━━ DATA SUPPLIED ━━
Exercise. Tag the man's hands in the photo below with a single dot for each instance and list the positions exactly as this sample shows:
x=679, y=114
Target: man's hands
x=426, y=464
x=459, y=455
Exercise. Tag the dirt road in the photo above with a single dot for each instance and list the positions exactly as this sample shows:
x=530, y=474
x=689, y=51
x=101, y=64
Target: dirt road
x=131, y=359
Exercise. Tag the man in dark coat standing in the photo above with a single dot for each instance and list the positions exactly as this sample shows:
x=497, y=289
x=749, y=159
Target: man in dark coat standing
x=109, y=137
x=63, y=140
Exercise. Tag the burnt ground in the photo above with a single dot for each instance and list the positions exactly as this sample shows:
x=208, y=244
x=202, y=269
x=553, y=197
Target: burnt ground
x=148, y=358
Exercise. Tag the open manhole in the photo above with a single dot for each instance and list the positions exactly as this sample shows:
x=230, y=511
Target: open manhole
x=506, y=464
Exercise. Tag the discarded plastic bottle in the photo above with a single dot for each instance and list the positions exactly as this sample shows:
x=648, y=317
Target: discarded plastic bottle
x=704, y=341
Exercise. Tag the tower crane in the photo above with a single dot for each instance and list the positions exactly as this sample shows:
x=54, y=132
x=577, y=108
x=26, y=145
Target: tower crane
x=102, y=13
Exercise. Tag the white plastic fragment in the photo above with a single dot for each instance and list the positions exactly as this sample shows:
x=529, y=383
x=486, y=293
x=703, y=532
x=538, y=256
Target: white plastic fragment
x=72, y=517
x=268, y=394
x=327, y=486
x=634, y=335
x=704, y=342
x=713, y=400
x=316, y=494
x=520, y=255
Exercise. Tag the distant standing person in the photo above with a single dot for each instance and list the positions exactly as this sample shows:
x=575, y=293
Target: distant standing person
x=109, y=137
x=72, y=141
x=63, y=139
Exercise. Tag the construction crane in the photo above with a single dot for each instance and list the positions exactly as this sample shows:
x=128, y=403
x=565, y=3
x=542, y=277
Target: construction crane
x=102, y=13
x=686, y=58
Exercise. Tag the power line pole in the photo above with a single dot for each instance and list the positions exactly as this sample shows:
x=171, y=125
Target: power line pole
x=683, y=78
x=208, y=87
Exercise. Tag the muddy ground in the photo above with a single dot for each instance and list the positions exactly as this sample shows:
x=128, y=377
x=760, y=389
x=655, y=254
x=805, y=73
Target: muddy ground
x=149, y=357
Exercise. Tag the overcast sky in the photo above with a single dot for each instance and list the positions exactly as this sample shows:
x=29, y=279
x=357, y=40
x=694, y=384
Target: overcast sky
━━━
Reply with nothing but the number of lines in the listing that include the string "overcast".

▶ **ANSWER BOX**
2